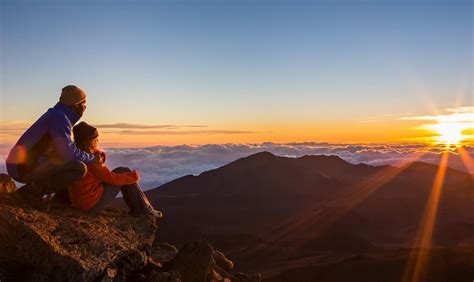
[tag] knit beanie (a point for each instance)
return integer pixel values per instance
(72, 95)
(84, 132)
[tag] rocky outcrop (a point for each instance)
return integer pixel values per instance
(63, 244)
(6, 184)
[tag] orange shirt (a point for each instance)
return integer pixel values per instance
(86, 192)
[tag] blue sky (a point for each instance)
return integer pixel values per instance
(247, 65)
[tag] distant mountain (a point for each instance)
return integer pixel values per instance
(276, 214)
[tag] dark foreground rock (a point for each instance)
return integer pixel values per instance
(63, 244)
(6, 184)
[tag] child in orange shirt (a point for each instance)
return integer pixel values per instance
(100, 186)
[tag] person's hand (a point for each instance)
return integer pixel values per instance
(136, 173)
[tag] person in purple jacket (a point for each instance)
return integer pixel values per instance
(45, 157)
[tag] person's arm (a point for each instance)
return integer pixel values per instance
(60, 130)
(103, 173)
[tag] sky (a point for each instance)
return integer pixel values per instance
(200, 72)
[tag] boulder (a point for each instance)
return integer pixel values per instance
(67, 244)
(7, 185)
(64, 244)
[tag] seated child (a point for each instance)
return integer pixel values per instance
(99, 187)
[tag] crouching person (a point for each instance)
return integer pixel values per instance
(45, 158)
(100, 186)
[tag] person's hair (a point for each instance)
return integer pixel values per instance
(84, 145)
(84, 134)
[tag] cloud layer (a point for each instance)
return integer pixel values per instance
(160, 164)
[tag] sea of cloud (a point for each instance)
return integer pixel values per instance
(160, 164)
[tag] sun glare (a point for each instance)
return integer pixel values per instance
(450, 130)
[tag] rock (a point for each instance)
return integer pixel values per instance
(7, 185)
(242, 277)
(64, 244)
(67, 244)
(194, 262)
(199, 262)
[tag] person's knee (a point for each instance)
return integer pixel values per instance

### What is needed
Find "shirt" in the data above. Report each line where it appears.

### Exercise result
[tag] orange shirt (a point for each instance)
[tag] child in orange shirt (a point for each instance)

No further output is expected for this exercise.